* Given text
· · ·
By Fleming's left hand rule the force acts at right angles to both the conventional current (opposite the velocity of the electron) and the field. Thus at any rate the force is at right angles to the field.

21) Answer: A.
$\Phi=BAN\cos \theta$.
At $\theta=50^o$ we have $\Phi=(2.8\times 10^{-2})(4.2\times 10^{-3})(50)(\cos 50^o)=3.779... Wb\ turns$.
At $\theta=0^o$ we clearly just have $\Phi=BAN$, which is simply the previous answer divided by $\cos 50^o$ (since previous answer = $BAN\cos 50^o$). Therefore $\frac{3.779...}{\cos 50^o}=5.88\times 10^{-3}Wb\ turns$.
It follows that $\Delta\Phi=5.88\times 10^{-3}-3.779...\times 10^{-3}=2.1\times 10^{-3}Wb\ turns\ (2\ s.f)$, as claimed.

24) Answer: Not entirely sure about this one but I think it's A.
· · ·
* Records shown
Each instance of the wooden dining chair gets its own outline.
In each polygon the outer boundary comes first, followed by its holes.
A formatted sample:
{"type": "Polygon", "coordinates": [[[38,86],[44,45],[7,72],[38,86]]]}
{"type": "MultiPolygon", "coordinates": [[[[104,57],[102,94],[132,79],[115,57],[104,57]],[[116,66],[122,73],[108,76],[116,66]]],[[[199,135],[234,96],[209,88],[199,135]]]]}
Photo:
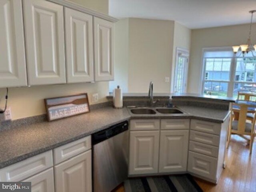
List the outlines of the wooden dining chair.
{"type": "Polygon", "coordinates": [[[239,118],[238,120],[233,120],[233,118],[230,118],[228,138],[228,147],[229,146],[231,134],[236,134],[248,142],[250,154],[251,154],[254,138],[255,116],[254,116],[252,121],[250,123],[246,122],[246,119],[248,108],[254,107],[254,106],[232,103],[231,108],[231,115],[232,116],[234,114],[233,110],[236,108],[235,107],[234,107],[235,106],[238,106],[240,108],[239,118]],[[249,136],[250,139],[244,136],[245,135],[249,136]]]}

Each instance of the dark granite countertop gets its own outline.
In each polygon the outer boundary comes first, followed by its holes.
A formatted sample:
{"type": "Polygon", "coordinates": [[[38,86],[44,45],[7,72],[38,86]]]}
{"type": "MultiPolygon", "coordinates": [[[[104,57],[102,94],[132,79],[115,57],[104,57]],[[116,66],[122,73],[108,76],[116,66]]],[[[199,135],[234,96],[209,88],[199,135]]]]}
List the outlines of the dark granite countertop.
{"type": "MultiPolygon", "coordinates": [[[[178,98],[191,99],[193,98],[200,98],[206,100],[217,100],[234,102],[236,99],[231,97],[216,96],[214,95],[204,95],[196,93],[154,93],[154,97],[158,98],[178,98]]],[[[124,99],[127,98],[148,98],[148,93],[123,93],[124,99]]],[[[111,99],[113,98],[113,93],[110,93],[107,98],[111,99]]]]}
{"type": "Polygon", "coordinates": [[[49,122],[23,124],[0,132],[0,168],[92,134],[130,118],[190,118],[221,123],[227,110],[193,106],[178,106],[185,112],[175,115],[134,115],[126,108],[111,107],[49,122]]]}
{"type": "Polygon", "coordinates": [[[0,168],[90,135],[130,119],[127,109],[111,107],[49,122],[0,132],[0,168]]]}
{"type": "Polygon", "coordinates": [[[180,106],[178,108],[190,115],[192,118],[218,123],[224,122],[230,112],[226,110],[191,106],[180,106]]]}

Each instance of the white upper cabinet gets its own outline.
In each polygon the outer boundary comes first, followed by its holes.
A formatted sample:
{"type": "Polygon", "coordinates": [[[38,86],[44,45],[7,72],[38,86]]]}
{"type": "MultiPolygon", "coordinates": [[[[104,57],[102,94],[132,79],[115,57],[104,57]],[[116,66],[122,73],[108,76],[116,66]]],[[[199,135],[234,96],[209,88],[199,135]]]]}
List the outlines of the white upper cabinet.
{"type": "Polygon", "coordinates": [[[68,83],[94,81],[92,16],[65,8],[68,83]]]}
{"type": "Polygon", "coordinates": [[[96,81],[114,80],[114,24],[94,17],[96,81]]]}
{"type": "Polygon", "coordinates": [[[0,88],[27,84],[21,0],[0,1],[0,88]]]}
{"type": "Polygon", "coordinates": [[[63,7],[24,0],[28,84],[65,83],[63,7]]]}

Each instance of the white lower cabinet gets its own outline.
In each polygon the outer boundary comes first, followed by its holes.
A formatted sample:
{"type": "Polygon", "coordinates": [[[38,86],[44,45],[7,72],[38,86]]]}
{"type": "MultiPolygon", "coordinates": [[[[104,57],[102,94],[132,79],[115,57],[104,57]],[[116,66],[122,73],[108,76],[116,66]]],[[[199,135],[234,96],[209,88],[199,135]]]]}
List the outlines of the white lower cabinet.
{"type": "Polygon", "coordinates": [[[159,131],[131,131],[130,175],[158,172],[159,131]]]}
{"type": "Polygon", "coordinates": [[[92,187],[92,150],[54,166],[56,192],[90,192],[92,187]]]}
{"type": "Polygon", "coordinates": [[[32,192],[54,192],[53,175],[53,168],[51,168],[22,181],[31,182],[32,192]]]}
{"type": "Polygon", "coordinates": [[[188,170],[210,180],[216,180],[217,161],[216,158],[190,151],[188,170]]]}
{"type": "Polygon", "coordinates": [[[187,169],[189,131],[161,131],[159,172],[185,172],[187,169]]]}

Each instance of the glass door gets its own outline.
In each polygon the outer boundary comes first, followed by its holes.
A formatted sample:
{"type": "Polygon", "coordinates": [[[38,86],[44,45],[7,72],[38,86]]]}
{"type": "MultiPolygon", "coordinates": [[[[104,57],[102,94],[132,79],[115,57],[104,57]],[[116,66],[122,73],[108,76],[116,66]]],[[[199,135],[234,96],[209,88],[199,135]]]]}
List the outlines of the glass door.
{"type": "Polygon", "coordinates": [[[175,93],[186,92],[188,57],[188,50],[177,49],[174,86],[175,93]]]}

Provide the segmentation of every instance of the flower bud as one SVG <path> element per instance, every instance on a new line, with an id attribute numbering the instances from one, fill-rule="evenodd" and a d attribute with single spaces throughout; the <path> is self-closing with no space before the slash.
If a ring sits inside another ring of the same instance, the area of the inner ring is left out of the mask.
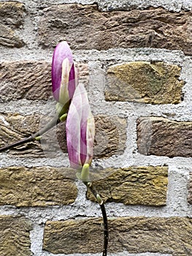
· · ·
* Task to carry out
Write the next part of the worked physics answers, picking up after the final line about answer 24.

* Result of this task
Step up transformer so $N_p<N_s$. For any transformer at all it's obvious that $P_{out}\le P_{in}$ (with equality if and only if it is 100% efficient). Therefore $I_sV_s\le I_pV_p$ or $\frac{I_s}{I_p}\le \frac{V_p}{V_s}=\frac{N_p}{N_s}<1$ where the final inequality follows from the fact that $N_p<N_s$ (see above). We also have $\Phi\propto N$ since B,A and theta are all constant in this situation (and $\Phi=BAN\cos \theta$). Therefore $\frac{\Phi_s}{\Phi_p}=\frac{N_s}{N_p}>1$.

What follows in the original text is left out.